### AUSGEWÄHLTER TEXTAUSZUG
=-=-=
Sandstein, als poröses Sedimentgestein hat aber noch eine weitere Materialeigenschaft: Der sogenannte "hygrische Dehnungskoeffizient". Dieser ist wesentlich komplexer und schwieriger zu fassen, als der thermische Dehnungskoeffizient und verläuft alles andere als linear.
Kurz gefasst: Der poröse Sandstein kann sich mit Wasser vollsaugen und dehnt sich dabei etwas. Granit ist nicht porös und hat deswegen diese Materialeigenschaft nicht.
Die hier verwendeten fein- bis mittelkörnigen Sandsteine haben übrigens einen hohen Anteil sogenannter Haarkapillaren (Porengrösse ca. 0,1-0,01 mm). Hier veläuft das Vollsaugen mit Wasser über den Kapillareffekt besonders schnell und effektiv (Bis zu 50 cm pro Stunde bei anstehendem Stauwasser).
Bei Sandstein kommt noch eine weitere Eigenschaft dazu: Er ist im Gegensatz zu Granit sehr empfindlich gegenüber Zugspannungen.
Was würde nun passieren wenn man Sandstein fugenlos oder mit zu engen Fugen versetzen würde:
Das ganze würde am Anfang recht schön aussehen.
=-=-=
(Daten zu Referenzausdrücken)
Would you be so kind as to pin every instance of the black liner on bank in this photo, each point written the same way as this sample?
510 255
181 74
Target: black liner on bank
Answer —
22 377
=-=-=
### AUFGABENSTELLUNG
• a. Gib den Text über Sandstein von "Bei Sandstein kommt" bis "recht schön aussehen." wieder und tausche dabei "Granit" gegen "Marmor" aus.
• b. Prüfe anhand des Texts über Sandstein, ob die folgenden Aussagen zutreffen, und beantworte jede mit Ja oder Nein samt den entscheidenden Worten des Texts als wörtlichem Zitat: (i) Granit ist porös. (ii) Sandstein ist empfindlich gegenüber Zugspannungen. (iii) Der hygrische Dehnungskoeffizient verläuft linear.
• c. Führe den Text über Sandstein im Anschluss an seinen letzten Satz fort.
Die Datenzeilen werden hier nicht gebraucht.

### ANTWORTEN JE AUFGABE
• a.
Bei Sandstein kommt noch eine weitere Eigenschaft dazu: Er ist im Gegensatz zu Marmor sehr empfindlich gegenüber Zugspannungen.
Was würde nun passieren wenn man Sandstein fugenlos oder mit zu engen Fugen versetzen würde:
Das ganze würde am Anfang recht schön aussehen.

• b.
(i) Nein: "Granit ist nicht porös"
(ii) Ja: "Er ist im Gegensatz zu Granit sehr empfindlich gegenüber Zugspannungen."
(iii) Nein: "verläuft alles andere als linear"

• c.
Sobald das Bauwerk im Sommer aufgeheizt wird, oder nass wird, dehnt sich das Material, es kommt zu gewaltigen internen Drücken und aufgrund der immer vorhandenen Temperatur- bzw. Feuchtigkeitsgradienten auch zu grossen Zugspannungen. Strukturelle Schäden wie Risse und Abplatzungen wären die Folge. Über diese könnte im Herbst Wasser eindringen, im Winter auffrieren, es käme zu weiteren Schäden. Das ganze würde sich im nächsten Jahreszyklus am nun vorgeschädigten Stein wiederholen, die Schäden potentieren sich....
Nach wenigen Jahrzehnten wäre das Ganze so brüchig und marode, das man es schon aus Sicherheitsgründen wieder abreissen könnte.
Dies alles ist natürlich schon längst bekannt. Der Reinhardtsdorfer und schlesische Sandstein wurden schon im Barock am ursprünglichen Schloss verbaut. Es ist aus dieser langen Baupraxis und durch unzählige materialwissenschaftliche Untersuchungen längst bekannt, mit welcher Mindestfugenbreite man welche Sandsteinart mit der Blockgrösse xy zu versetzen hat.
Als Letztes zu diesem Punkt: Insgesamt sind die Fugen tatsächlich um ein Mehrfaches breiter als die maximal zu erwartende Dehnung (Faktor ca. 5-10x).
Hier ist neben einigen statischen Überlegungen vor allem folgender Grund:
Die Fugen müssen zwingend gegen Wassereintritt (Stichwort Frostsprengung) abgedichtet werden, sprich; man muss sie verfugen.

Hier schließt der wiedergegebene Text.